Copy the lines below, requests included, starting at the line that contains "of the green" and ending at the line that contains "point(58, 38)". Offset every answer coordinate by adding 22 to each of its numbers.

::::::::

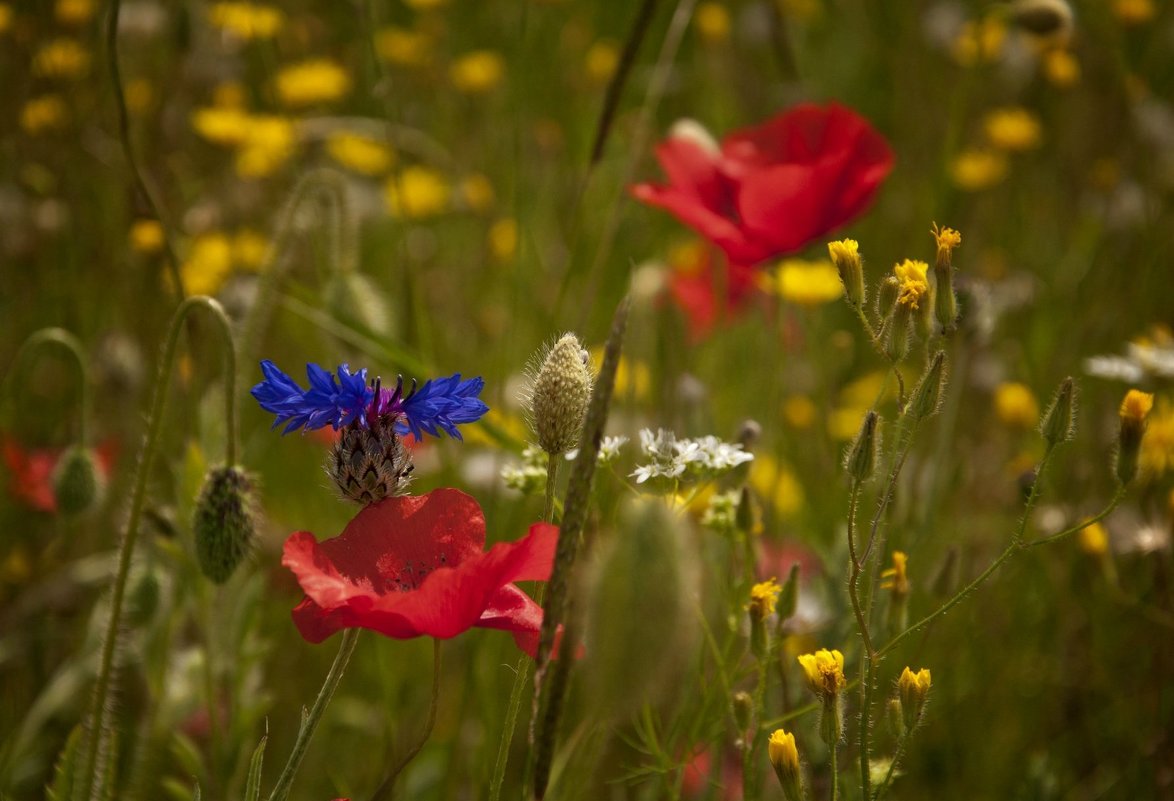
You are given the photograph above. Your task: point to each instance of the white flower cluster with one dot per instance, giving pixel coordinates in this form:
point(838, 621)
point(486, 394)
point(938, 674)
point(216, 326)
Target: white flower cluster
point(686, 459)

::::::::

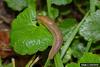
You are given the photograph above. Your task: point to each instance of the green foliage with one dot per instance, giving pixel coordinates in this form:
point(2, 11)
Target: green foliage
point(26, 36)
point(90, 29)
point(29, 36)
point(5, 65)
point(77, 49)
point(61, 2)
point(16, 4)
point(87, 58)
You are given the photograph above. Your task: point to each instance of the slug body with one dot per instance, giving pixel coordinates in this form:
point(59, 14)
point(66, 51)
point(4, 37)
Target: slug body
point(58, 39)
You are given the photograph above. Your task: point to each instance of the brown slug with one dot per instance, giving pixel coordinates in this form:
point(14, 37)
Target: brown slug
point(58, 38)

::::::::

> [Final result]:
You are given the photograph above. Your task: point to each instance of the green foliage with one dot per instance, giving pixel coordinates in this form:
point(2, 11)
Target: green foliage
point(48, 58)
point(112, 51)
point(51, 58)
point(27, 87)
point(99, 71)
point(83, 24)
point(38, 26)
point(109, 80)
You are given the photograph above. Your task: point to each instance of the slug body with one dot per instance, giving pixel coordinates in this form:
point(59, 14)
point(66, 51)
point(4, 37)
Target: slug body
point(80, 61)
You are given the photograph above. Your task: point to each instance of the brown slug with one dot per instance, giving pixel coordinates in this form:
point(14, 37)
Target: brown slug
point(80, 60)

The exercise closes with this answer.